# [EXERCISE BRIEF]
Where does the string "dark" occur in the records below? Copy every line that holds it.

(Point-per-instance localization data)
*** Begin section ***

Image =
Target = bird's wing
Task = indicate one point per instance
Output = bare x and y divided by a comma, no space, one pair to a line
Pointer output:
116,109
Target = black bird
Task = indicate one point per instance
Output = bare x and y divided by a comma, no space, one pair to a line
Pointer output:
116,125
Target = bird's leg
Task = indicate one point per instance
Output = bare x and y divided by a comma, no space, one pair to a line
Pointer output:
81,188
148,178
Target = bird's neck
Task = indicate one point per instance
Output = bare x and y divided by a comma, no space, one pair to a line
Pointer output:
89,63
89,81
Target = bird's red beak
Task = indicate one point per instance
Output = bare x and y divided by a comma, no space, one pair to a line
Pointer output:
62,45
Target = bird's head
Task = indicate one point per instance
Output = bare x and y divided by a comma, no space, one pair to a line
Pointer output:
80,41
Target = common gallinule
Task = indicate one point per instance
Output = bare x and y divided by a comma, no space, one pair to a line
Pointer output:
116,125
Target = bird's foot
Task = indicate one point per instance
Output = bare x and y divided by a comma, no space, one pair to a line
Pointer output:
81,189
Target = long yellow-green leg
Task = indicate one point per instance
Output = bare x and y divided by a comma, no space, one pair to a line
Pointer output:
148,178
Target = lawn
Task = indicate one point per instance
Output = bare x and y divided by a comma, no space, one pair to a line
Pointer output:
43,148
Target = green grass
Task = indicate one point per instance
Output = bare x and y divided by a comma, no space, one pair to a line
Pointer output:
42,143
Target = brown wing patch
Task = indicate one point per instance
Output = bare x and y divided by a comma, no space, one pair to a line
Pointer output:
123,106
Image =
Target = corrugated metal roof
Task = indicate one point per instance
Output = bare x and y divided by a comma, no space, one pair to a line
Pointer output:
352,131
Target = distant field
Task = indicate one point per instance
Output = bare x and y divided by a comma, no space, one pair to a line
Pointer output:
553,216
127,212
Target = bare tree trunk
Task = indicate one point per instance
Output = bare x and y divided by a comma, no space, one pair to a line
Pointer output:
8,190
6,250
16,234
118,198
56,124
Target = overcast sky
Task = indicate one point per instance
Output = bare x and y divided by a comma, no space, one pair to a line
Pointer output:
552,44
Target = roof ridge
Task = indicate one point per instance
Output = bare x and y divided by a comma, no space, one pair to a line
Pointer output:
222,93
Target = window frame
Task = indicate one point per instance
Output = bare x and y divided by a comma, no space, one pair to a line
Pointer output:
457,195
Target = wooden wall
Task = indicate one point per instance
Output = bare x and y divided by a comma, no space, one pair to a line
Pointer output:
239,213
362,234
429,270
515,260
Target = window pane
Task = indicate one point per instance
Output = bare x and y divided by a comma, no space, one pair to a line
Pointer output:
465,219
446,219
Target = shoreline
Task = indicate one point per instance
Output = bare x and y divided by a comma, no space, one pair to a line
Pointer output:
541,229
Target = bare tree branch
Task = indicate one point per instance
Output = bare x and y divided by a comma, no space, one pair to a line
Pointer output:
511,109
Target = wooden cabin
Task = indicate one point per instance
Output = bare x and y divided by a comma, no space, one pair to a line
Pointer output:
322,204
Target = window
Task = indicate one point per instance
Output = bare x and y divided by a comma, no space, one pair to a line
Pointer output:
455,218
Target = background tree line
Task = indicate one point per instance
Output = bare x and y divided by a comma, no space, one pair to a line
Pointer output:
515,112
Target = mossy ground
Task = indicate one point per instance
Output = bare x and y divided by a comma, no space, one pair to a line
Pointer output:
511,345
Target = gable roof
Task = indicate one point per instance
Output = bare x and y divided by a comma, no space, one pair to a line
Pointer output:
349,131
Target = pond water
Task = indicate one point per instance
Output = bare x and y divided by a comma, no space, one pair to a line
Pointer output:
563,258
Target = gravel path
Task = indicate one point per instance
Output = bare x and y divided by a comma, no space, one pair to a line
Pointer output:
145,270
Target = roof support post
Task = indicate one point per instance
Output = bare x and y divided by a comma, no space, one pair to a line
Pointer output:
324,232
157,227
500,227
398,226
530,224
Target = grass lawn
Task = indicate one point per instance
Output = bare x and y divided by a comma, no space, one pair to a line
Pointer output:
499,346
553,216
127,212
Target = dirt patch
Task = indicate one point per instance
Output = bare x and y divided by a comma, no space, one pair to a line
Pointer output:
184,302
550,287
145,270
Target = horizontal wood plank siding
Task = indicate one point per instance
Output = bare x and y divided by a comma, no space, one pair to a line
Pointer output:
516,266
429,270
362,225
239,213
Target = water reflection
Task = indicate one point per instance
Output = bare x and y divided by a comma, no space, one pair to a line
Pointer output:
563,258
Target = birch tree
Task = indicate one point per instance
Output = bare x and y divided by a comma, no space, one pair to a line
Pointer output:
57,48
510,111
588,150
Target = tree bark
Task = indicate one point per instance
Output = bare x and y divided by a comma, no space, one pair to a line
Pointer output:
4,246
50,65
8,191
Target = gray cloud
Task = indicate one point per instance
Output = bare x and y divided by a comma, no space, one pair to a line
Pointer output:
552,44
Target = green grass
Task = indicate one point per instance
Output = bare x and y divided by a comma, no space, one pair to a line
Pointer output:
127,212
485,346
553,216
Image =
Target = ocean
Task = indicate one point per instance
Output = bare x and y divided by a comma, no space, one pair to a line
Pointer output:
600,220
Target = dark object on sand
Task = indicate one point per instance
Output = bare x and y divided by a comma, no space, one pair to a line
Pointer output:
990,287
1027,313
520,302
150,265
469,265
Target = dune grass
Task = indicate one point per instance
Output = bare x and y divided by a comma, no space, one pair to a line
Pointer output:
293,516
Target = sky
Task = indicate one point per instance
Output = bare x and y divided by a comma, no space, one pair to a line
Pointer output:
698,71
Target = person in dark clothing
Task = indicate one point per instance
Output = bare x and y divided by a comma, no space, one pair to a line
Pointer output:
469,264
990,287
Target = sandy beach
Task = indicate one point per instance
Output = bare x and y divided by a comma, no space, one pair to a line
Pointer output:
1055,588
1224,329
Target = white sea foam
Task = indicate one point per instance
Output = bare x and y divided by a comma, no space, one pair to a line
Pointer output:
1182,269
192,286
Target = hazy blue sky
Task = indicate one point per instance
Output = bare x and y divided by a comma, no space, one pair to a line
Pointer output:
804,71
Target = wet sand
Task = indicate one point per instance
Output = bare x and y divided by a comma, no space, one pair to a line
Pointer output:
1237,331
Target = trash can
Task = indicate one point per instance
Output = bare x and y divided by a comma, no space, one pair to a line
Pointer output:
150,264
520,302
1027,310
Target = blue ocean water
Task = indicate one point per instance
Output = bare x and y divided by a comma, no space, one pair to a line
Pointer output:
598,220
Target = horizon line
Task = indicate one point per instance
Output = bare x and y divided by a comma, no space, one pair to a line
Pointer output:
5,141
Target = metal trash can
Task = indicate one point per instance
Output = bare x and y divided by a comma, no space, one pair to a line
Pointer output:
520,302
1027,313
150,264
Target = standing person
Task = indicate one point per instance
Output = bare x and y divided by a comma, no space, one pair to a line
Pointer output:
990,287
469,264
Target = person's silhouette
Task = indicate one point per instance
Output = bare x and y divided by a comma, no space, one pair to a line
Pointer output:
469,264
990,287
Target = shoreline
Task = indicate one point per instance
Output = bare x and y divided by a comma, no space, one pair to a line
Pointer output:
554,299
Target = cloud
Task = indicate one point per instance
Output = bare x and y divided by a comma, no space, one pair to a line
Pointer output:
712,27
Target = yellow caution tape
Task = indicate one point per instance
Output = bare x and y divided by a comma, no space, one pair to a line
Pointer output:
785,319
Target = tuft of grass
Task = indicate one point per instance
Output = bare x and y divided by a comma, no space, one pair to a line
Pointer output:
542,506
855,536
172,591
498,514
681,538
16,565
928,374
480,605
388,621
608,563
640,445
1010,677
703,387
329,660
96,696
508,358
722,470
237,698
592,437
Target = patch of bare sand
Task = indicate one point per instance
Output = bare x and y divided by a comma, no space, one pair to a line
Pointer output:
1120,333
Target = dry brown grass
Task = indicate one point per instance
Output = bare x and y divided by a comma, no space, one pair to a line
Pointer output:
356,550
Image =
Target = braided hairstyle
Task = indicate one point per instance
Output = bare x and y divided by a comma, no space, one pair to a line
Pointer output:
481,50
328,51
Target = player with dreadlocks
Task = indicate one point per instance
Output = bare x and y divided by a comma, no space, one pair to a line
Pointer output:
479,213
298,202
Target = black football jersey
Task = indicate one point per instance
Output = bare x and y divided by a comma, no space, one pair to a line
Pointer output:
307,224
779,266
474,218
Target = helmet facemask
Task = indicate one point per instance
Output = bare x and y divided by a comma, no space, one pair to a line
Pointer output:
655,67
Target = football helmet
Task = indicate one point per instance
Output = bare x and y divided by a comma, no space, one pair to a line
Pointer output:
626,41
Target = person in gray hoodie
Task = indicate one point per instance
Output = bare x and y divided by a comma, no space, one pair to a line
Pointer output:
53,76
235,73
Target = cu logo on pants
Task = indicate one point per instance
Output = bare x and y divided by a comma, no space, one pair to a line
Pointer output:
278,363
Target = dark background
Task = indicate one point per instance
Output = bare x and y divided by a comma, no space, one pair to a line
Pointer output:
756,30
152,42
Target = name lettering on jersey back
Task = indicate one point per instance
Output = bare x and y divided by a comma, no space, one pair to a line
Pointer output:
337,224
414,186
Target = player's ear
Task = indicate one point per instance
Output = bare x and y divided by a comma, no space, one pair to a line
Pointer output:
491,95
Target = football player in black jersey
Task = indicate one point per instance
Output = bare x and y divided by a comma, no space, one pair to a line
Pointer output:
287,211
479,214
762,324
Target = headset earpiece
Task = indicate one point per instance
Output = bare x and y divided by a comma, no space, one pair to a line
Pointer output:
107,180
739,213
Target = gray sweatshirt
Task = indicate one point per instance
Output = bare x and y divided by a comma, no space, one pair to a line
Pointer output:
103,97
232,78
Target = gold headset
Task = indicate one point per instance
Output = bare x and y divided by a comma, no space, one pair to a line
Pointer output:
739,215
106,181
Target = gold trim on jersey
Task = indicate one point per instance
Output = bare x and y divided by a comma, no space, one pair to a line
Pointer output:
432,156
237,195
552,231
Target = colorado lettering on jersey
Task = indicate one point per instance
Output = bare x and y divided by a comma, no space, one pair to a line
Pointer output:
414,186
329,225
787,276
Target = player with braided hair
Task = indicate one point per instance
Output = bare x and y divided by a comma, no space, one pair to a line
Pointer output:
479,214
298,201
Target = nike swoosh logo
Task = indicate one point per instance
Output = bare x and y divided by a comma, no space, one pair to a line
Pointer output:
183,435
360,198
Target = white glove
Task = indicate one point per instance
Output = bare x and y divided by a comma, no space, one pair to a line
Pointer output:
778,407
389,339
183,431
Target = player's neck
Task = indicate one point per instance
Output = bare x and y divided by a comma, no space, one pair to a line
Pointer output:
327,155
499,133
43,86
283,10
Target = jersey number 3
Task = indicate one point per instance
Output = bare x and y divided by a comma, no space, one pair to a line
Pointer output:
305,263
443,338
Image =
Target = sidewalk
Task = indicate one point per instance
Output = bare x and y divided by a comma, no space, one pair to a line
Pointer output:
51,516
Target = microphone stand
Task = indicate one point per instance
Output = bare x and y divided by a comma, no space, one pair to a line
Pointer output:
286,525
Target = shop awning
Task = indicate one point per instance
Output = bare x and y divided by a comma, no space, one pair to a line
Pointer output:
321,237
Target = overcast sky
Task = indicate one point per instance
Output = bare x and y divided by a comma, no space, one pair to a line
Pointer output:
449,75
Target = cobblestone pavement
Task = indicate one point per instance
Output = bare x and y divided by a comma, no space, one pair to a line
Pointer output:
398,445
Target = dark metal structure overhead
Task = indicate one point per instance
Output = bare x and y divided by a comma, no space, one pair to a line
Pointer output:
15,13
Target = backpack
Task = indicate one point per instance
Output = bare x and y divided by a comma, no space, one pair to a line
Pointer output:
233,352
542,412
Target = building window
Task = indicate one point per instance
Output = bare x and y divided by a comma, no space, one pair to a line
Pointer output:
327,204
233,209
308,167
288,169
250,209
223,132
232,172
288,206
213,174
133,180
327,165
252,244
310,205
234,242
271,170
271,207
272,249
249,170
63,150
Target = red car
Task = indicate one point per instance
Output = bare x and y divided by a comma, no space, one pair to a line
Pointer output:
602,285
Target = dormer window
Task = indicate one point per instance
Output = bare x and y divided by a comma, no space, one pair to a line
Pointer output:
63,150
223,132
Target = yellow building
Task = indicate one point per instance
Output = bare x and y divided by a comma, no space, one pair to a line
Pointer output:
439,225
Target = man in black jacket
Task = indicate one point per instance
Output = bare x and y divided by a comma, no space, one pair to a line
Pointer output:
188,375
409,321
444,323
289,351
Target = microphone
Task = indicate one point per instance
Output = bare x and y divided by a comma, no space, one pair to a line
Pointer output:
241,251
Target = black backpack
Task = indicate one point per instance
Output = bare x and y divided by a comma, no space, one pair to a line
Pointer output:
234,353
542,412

*** End section ***

# [SOLUTION FOR THIS TASK]
Target = dark object on sand
Target = person in dark clothing
Target = dark background
Target = dark metal structure overhead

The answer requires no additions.